Start of Study text

Terminal restlessness is a common and, to caregivers, often shocking aspect of the dying process. Occurring during the last days of life, it is a form of delirium that usually develops over a short period of time -- from hours to days. The symptoms can range from simply "picking" at the bed linens to running naked in the street -- and anything in between. Here are some of the symptoms and this is, in no way, an all
- Increased confusion and decreased ability to concentrate. Disoriented to time and place. May not recognize caregivers.
- Fidgety, anxious and unable to relax. Will attempt to get out of bed even if unable to walk or sit upright.
- Disrupted sleep pattern. Ability to stay awake and fidgety for amazing lengths of time.
- Repetitive moans, groans and vocalizations, even though pain is not indicated.
- Hallucinations or "visions". Will often see and speak to dead family and friends.
- Severe agitation, hostility or physical aggression.
There are many possible causes for terminal restlessness such as: the patient's underlying disease process, liver or kidney failure, medications, oxygenation, etc. Whatever the cause, terminal restlessness can be a source of fear, frustration and sleepless nights for caregivers. The safety of the patient is also greatly compromised. They are at very high risk for falls during this phase of the dying process.

End of Study text

→ **What to work on**
a) According to the text on terminal restlessness, over what period of time does this form of delirium usually develop?
b) Continue the text on terminal restlessness, picking up after its final sentence about the risk of falls.

Start of Provided information

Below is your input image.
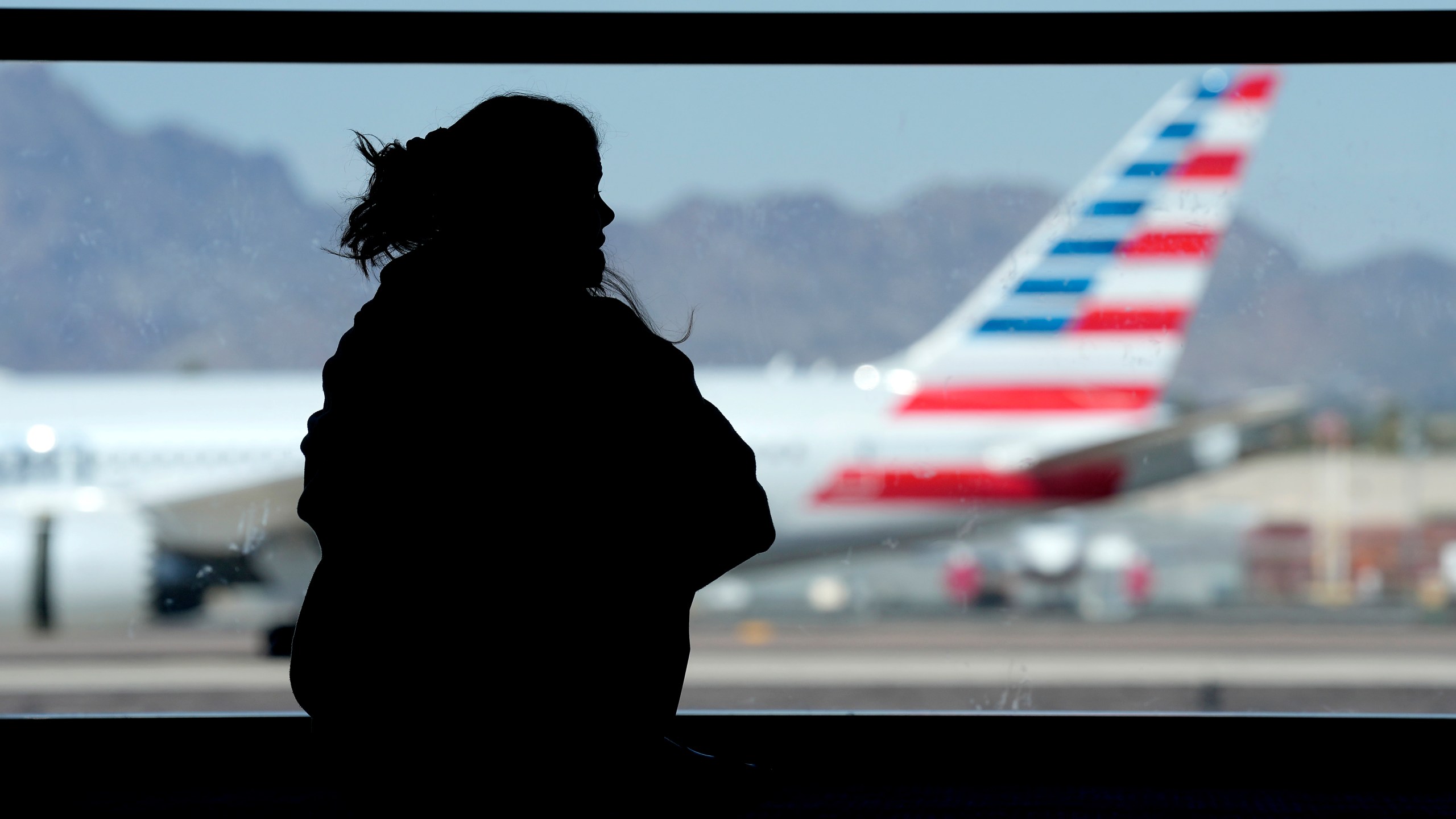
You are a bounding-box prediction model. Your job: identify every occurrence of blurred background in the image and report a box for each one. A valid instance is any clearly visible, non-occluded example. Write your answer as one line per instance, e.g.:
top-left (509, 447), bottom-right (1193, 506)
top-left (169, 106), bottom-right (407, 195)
top-left (0, 64), bottom-right (1456, 711)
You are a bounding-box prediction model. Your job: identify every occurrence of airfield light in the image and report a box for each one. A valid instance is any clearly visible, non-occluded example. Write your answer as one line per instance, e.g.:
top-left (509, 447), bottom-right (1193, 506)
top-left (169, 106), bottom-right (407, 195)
top-left (805, 574), bottom-right (849, 612)
top-left (76, 487), bottom-right (106, 511)
top-left (855, 365), bottom-right (879, 389)
top-left (1203, 68), bottom-right (1229, 93)
top-left (25, 424), bottom-right (55, 453)
top-left (885, 370), bottom-right (920, 395)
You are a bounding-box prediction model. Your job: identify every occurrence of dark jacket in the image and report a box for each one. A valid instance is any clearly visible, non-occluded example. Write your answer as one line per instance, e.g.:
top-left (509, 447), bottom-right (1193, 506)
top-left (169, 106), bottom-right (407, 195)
top-left (291, 240), bottom-right (775, 733)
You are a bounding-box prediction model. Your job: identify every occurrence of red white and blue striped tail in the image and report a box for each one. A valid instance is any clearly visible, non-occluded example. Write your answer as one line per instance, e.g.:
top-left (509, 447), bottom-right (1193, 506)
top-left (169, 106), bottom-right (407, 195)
top-left (887, 68), bottom-right (1279, 415)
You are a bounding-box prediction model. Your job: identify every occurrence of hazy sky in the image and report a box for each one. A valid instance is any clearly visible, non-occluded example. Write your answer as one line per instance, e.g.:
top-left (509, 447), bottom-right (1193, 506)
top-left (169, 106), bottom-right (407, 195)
top-left (11, 0), bottom-right (1456, 261)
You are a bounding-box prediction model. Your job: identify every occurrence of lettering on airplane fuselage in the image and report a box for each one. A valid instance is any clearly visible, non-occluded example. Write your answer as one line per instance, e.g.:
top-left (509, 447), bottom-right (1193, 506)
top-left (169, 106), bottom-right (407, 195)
top-left (0, 444), bottom-right (96, 485)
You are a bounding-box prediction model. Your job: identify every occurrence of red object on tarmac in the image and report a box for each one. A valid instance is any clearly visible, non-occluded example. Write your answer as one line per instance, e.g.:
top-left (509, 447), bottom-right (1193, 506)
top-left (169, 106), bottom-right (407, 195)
top-left (1123, 555), bottom-right (1153, 606)
top-left (945, 555), bottom-right (981, 606)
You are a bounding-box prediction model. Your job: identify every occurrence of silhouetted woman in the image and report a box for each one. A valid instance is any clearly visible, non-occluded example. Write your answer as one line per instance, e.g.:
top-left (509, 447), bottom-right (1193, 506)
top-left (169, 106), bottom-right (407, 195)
top-left (291, 93), bottom-right (773, 787)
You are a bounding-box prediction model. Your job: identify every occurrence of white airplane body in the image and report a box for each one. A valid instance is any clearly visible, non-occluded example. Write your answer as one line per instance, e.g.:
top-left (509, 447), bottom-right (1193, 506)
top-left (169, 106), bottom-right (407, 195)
top-left (0, 70), bottom-right (1276, 624)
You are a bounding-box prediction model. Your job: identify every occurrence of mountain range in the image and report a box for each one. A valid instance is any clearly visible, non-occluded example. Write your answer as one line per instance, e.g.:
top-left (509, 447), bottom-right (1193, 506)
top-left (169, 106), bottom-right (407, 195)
top-left (0, 65), bottom-right (1456, 408)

End of Provided information

→ **List of answers**
a) Over a short period of time, from hours to days.

b)
The symptoms of terminal restlessness can be medically treated with varying degrees of success. I have, however, seen many patients that appeared to be impervious to any form of medication given to help calm or sedate. In severe cases, many families choose to have the patient admitted into an inpatient unit. Here, symptoms may be treated with medications that would not ordinarily be used in the home setting and require nursing supervision.
I truly dread getting the phone call that sends me on my way to the home of a patient with severe terminal restlessness. The caregivers are sleep deprived and understandably, emotionally volatile. Above all, there is an overwhelming feeling of helplessness. A feeling of helplessness that not only envelops the caregivers, but often, the hospice nurse as well.